BEGIN Text section
Dialogue about the full truth of faith is fundamental to the question of our sharing together in the Eucharist. Catholics firmly believe that the celebration of the Eucharist is the supreme expression of the Church’s faith. But when at the Liturgy the celebrant addresses the community, saying: “Let us proclaim the mystery of faith”, Catholics and Protestants must acknowledge that we cannot yet proclaim a common faith in the mystery of the Eucharist and of the Church. The Catholic position on Eucharistic sharing is not meant to offend our partners in dialogue. Rather, it is an expression of our deep conviction, rooted in our doctrine and in accordance with ancient practice, that the Eucharist is only to be shared by those in full communion with one another.
The problem of Eucharistic sharing cannot be solved in isolation from our understanding of the mystery of the Church and of the ministry which serves unity. These issues are all interrelated. We look forward to the day, and we must pray and work hard to bring it about, when, confessing together the one faith in Christ handed down from the Apostles, we can share his Body and Blood as members once again of the same household of faith. This was meant to be from the beginning. It must be the common goal of dialogue and the object of our persevering prayer.
Dialogue also helps us to find the foundation for common Christian witness in the world and for common action in order to relieve the sufferings of humanity and to promote justice and peace. It is my prayer that the Christian people of Norway, despite their divisions, will continue to be united in alleviating suffering and in promoting the authentic development of humanity as part of their common witness to the Gospel.
I am pleased to learn of the various bilateral and multilateral dialogues taking place in Norway today. I wish to mention in particular the dialogue between the Lutheran Church of Norway and the Catholic Church which came about through the personal initiative of Bishop Aarflot. This discussion forum is devoted to the study of documents emanating from the International Lutheran/Catholic Dialogue Commission, which for many years has been studying themes of great ecumenical significance for both Lutherans and Catholics. Now in its third phase, the dialogue is presently concerned with the important issues of justification, ecclesiology and sacramentality. The results of this dialogue must eventually be evaluated officially by the authorities which commissioned it. This is a vitally important step which the participants in the international dialogue have requested more than once.
END Text section
BEGIN Supplied entries
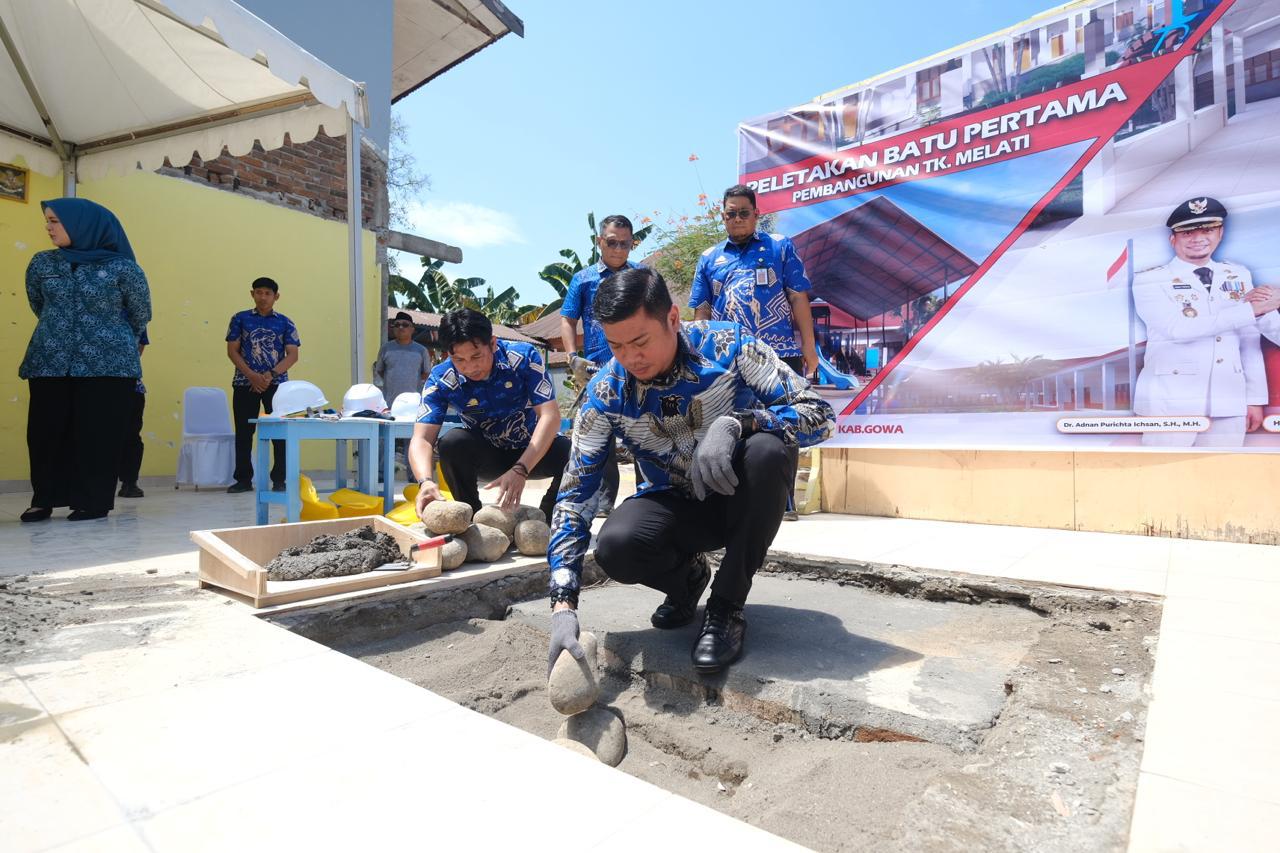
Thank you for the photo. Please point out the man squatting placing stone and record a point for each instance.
(709, 413)
(507, 405)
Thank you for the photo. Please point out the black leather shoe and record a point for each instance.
(86, 515)
(673, 612)
(721, 639)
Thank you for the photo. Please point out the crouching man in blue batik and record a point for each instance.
(708, 413)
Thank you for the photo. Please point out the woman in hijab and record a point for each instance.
(92, 304)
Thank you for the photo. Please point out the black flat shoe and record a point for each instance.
(673, 612)
(721, 639)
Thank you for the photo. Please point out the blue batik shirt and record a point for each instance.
(577, 305)
(720, 369)
(749, 284)
(263, 341)
(88, 318)
(499, 407)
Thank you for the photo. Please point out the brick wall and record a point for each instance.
(310, 176)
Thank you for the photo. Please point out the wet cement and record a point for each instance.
(350, 553)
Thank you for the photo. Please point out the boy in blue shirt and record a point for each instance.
(263, 345)
(510, 419)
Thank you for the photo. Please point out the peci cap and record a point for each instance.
(1194, 213)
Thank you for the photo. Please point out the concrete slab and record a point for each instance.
(854, 662)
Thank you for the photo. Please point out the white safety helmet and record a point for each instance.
(406, 405)
(295, 397)
(362, 397)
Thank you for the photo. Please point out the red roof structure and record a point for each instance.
(877, 258)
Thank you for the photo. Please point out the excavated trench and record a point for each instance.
(927, 711)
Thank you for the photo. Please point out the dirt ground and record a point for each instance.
(1057, 771)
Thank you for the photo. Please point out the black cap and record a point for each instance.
(1194, 213)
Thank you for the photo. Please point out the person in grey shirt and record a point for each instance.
(402, 365)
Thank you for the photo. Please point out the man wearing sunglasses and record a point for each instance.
(758, 282)
(615, 242)
(1205, 320)
(402, 364)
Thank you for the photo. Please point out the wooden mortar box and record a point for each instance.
(233, 559)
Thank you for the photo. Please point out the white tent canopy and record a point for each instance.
(123, 82)
(88, 87)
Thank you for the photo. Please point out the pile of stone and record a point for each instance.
(590, 729)
(488, 534)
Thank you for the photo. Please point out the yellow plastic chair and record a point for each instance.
(312, 507)
(352, 503)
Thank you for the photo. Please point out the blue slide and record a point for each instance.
(828, 375)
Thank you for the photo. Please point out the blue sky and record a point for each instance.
(599, 106)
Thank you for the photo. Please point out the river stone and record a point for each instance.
(531, 538)
(447, 516)
(572, 746)
(599, 730)
(496, 518)
(526, 512)
(453, 553)
(572, 687)
(485, 543)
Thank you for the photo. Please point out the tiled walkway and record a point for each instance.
(193, 725)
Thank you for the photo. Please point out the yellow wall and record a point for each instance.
(200, 249)
(1228, 497)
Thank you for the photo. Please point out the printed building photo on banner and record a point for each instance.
(1056, 237)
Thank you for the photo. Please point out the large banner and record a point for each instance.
(1063, 236)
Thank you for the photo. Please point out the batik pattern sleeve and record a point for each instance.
(572, 304)
(792, 269)
(435, 400)
(700, 291)
(791, 406)
(136, 296)
(575, 507)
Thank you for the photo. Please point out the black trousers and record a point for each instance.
(131, 446)
(466, 456)
(74, 429)
(649, 538)
(245, 406)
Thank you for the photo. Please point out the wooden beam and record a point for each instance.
(423, 246)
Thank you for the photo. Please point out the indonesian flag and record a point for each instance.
(1118, 267)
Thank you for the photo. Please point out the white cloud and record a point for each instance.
(462, 224)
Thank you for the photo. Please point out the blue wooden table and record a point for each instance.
(292, 430)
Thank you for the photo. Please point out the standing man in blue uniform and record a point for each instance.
(511, 423)
(711, 415)
(758, 282)
(615, 242)
(263, 345)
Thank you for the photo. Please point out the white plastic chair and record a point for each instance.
(208, 454)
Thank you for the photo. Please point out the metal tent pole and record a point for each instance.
(355, 250)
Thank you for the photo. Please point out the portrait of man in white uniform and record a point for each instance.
(1205, 319)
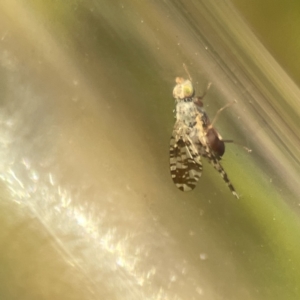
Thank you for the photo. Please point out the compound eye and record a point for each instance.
(183, 89)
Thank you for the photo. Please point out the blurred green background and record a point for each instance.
(88, 208)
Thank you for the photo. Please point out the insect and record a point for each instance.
(194, 136)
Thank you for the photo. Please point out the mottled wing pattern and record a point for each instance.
(185, 161)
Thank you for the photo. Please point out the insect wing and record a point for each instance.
(185, 161)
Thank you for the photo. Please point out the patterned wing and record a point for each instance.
(185, 161)
(216, 163)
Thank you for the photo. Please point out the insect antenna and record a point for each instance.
(187, 71)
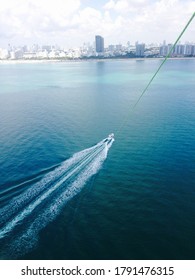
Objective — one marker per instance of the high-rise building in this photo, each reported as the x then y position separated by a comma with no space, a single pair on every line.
140,48
99,44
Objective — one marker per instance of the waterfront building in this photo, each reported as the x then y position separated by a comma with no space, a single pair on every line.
99,44
140,48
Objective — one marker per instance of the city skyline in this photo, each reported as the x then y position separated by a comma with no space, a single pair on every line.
70,23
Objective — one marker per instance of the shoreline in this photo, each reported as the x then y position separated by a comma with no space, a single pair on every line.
33,61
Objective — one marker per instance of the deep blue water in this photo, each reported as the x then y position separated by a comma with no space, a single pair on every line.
138,202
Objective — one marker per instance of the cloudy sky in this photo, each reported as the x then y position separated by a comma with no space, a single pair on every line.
73,22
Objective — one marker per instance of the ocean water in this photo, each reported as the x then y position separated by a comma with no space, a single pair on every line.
64,194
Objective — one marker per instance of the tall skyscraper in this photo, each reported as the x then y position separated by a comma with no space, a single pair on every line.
99,44
140,48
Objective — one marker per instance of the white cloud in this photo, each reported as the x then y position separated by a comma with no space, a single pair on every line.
72,22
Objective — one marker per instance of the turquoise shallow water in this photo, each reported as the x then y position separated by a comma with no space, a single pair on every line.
140,202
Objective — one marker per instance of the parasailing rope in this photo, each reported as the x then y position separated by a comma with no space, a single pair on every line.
150,81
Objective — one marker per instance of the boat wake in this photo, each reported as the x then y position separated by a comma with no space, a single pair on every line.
23,218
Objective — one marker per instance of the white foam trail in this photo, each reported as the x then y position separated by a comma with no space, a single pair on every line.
80,168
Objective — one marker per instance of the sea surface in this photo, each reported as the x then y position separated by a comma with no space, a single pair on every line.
65,193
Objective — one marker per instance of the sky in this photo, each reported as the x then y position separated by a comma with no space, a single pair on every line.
70,23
END Supplied entries
## Problems to solve
• A. In the passage on ecumenical dialogue, whose personal initiative brought about the dialogue between the Lutheran Church of Norway and the Catholic Church?
• B. According to the passage on ecumenical dialogue, why do Catholics hold that they cannot yet share the Eucharist with Protestants?
Please answer from the passage on ecumenical dialogue alone.

## Responses by task
• A. Bishop Aarflot's.

• B. Catholics and Protestants cannot yet proclaim a common faith in the mystery of the Eucharist and of the Church. The Catholic position is not meant to offend. It expresses a deep conviction, rooted in doctrine and in keeping with ancient practice, that the Eucharist is to be shared only by those in full communion with one another.